**Work to be completed**
Go through the entries below and retype them exactly, omitting each picture.

**Records to use**
## start

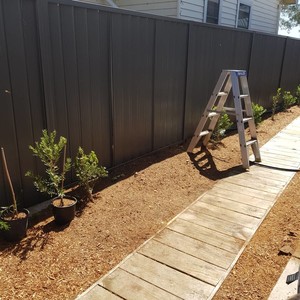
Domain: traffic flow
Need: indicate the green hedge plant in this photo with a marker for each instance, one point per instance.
(258, 112)
(88, 171)
(288, 100)
(50, 152)
(297, 94)
(275, 102)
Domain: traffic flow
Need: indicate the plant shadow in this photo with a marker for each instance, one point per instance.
(38, 237)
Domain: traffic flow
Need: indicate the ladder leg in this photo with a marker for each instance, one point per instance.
(220, 106)
(205, 114)
(251, 123)
(239, 119)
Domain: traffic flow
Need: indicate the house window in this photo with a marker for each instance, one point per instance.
(212, 15)
(244, 16)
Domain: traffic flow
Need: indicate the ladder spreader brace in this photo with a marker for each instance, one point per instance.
(237, 81)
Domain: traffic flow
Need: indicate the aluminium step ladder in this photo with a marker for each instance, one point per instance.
(237, 81)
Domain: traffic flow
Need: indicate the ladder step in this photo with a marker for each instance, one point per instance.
(244, 96)
(213, 114)
(247, 119)
(203, 133)
(250, 142)
(231, 110)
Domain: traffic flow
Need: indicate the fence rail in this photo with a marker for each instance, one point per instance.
(119, 82)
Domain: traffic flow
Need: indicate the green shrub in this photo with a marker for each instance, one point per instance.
(258, 111)
(275, 101)
(297, 94)
(288, 100)
(49, 152)
(3, 225)
(223, 124)
(88, 170)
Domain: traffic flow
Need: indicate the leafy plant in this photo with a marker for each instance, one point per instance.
(288, 100)
(258, 111)
(49, 152)
(297, 94)
(275, 101)
(3, 225)
(223, 124)
(88, 170)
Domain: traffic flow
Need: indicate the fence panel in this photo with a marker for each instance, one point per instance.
(211, 49)
(133, 61)
(24, 106)
(169, 82)
(80, 51)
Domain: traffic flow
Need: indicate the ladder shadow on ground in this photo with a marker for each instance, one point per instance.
(204, 163)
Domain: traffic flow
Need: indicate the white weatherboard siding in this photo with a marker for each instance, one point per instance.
(192, 10)
(228, 14)
(158, 7)
(265, 16)
(101, 2)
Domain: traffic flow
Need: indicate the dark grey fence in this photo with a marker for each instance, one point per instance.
(121, 83)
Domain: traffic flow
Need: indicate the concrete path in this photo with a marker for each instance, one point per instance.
(193, 254)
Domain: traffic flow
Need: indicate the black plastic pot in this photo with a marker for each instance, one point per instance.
(64, 214)
(17, 228)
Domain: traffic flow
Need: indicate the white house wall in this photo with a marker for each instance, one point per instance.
(192, 10)
(265, 16)
(167, 8)
(228, 13)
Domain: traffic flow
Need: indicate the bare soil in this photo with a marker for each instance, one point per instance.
(130, 206)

## end

**Correct answer**
Domain: traffic flow
Need: indicate the green hedge plant in this photo with a marker for each instance, one point per instance.
(258, 112)
(88, 171)
(288, 100)
(50, 152)
(297, 94)
(275, 102)
Domain: traffic flow
Need: indicate the plant shadow in this photo with a marker for each instance, one point per instance.
(38, 237)
Domain: traffic flow
Need: indicate the ladder leg in this photo with a marker for each instance, one point per instance.
(220, 106)
(205, 114)
(251, 123)
(239, 119)
Domain: traffic flow
Need: indicate the house window in this photo with a marker for each instance, one point per instance.
(212, 15)
(244, 16)
Domain: traffic flow
Need: indicate the ladder spreader brace in this photo with a marker for each instance, one point per instance.
(237, 81)
Domain: traffic flow
Need: indicate the aluminium step ladder in this photo with a marker for each instance, one point per instance.
(237, 81)
Domain: traffic flow
Need: indicate the ladder step in this photo with a marker for each instance, one point per instance.
(244, 96)
(213, 114)
(247, 119)
(203, 133)
(250, 142)
(231, 110)
Domain: traffic flow
Need: indicate the fence rail in this photo with a marker for each instance, one point per instance.
(119, 82)
Domain: traffic flow
Need: indicate the green shrub in this photo with a marker for each instance, one point per instance.
(258, 111)
(275, 101)
(297, 94)
(288, 100)
(49, 152)
(3, 225)
(223, 124)
(88, 170)
Domain: traffic flow
Need: indicate the leafy plant in this photo with a marker for each instance, one point per instance.
(288, 100)
(258, 111)
(49, 152)
(297, 94)
(275, 101)
(3, 225)
(223, 124)
(88, 170)
Domain: traffic flow
Need: indicate the fence panel in this photo with a marker for each instance, one point per instance.
(211, 49)
(133, 61)
(24, 106)
(169, 82)
(80, 51)
Domain: traffic flow
Need: indicate the ladder shadow on ground in this photo with a marker for each instance, one point per instance.
(204, 163)
Domain: traffic flow
Need: indicate the white weatherboard siding in this photo with a marker for each instance, one point per instance.
(192, 10)
(228, 14)
(158, 7)
(265, 16)
(101, 2)
Domain: traffic flow
Need: indicate the dark grey fence in this photo with a marker for each instance, one point per instance.
(121, 83)
Domain: traffic flow
Need: indicate the concrete path in this photo with a marker for each instance, one point per instance.
(193, 254)
Domain: traffic flow
Need: indicate the black plastic pot in this photo with a marker for each instance, one point per instance.
(64, 214)
(17, 228)
Domain: traffic flow
Need: indicate the white house wall in this photo with a marker for each instance, one point per instance.
(192, 10)
(265, 16)
(167, 8)
(228, 13)
Domain: traffic flow
Need: indicate the bare soil in this photo with a marker for each instance, one point per instance.
(130, 206)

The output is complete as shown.